S3.3 Issuance of New Notes. Oxford warrants and agrees
that its has the legal right, power and authority to issue the
New Notes pursuant to this Agreement and covenants that the
delivery to Purchasers of the New Notes pursuant to the
provisions of this Agreement will transfer to Purchasers valid
title to the New Notes, free and clear of all liens,
encumbrances, restrictions and claims of every kind.
S3.4 Convertible Notes. Oxford warrants and agrees that
the aggregate amount of Convertible Notes issued and outstanding
is $4,421,310.59 and that Oeri Finance is the record holder of
Convertible Notes having an aggregate amount owed of
$3,918,695.59; and that upon delivery to Oxford of validly
executed assignment and transfer documents, transferring title of
the Convertible Notes from Oeri to the Purchasers as described
herein, Oxford will transfer record ownership of such Convertible
Notes to the Purchasers.
S3.5 Subsidiaries. Set forth in Schedule 3.5 is a list of
each of Oxford's subsidiaries. Each subsidiary is a corporation
duly organized, validly existing and in good standing under the
laws of the jurisdiction of its incorporation, as set forth in
such schedule. References in this Agreement to Oxford shall be
deemed to include each and every subsidiary of Oxford unless
otherwise specifically stated.

• **Data provided**

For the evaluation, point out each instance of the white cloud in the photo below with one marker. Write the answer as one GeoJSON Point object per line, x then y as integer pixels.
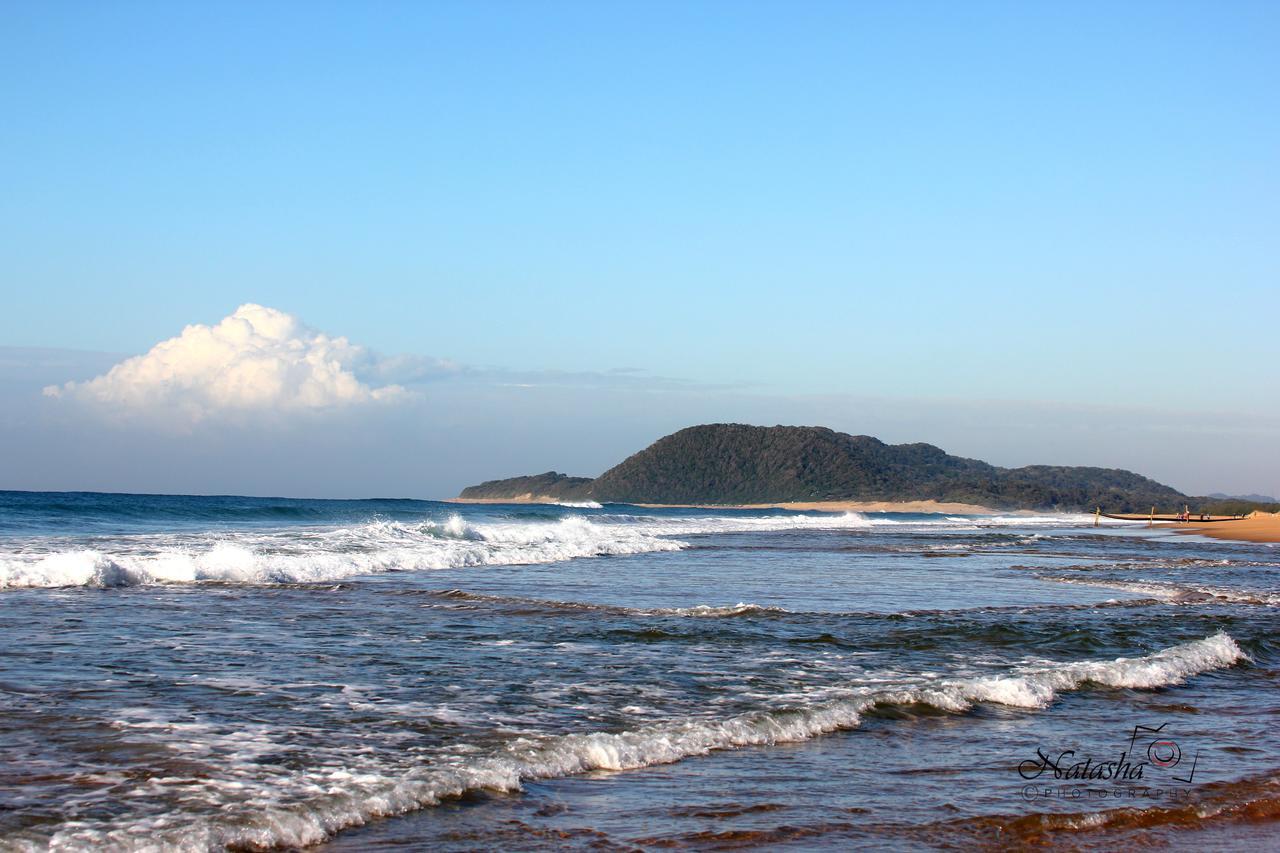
{"type": "Point", "coordinates": [256, 360]}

• **Instructions**
- A) Write out the part of the agreement excerpt between "S3.5 Subsidiaries. Set" and "otherwise specifically stated.", inclusive.
- B) According to the agreement excerpt, what aggregate amount owed on Convertible Notes does Oeri Finance hold of record?
- C) Translate this sentence from the agreement excerpt into Spanish: "Set forth in Schedule 3.5 is a list of each of Oxford's subsidiaries."
Rely only on the agreement excerpt.

• **Response list**
- A)
S3.5 Subsidiaries. Set forth in Schedule 3.5 is a list of
each of Oxford's subsidiaries. Each subsidiary is a corporation
duly organized, validly existing and in good standing under the
laws of the jurisdiction of its incorporation, as set forth in
such schedule. References in this Agreement to Oxford shall be
deemed to include each and every subsidiary of Oxford unless
otherwise specifically stated.

- B) $3,918,695.59

- C) En el Anexo 3.5 figura una lista de cada una de las subsidiarias de Oxford.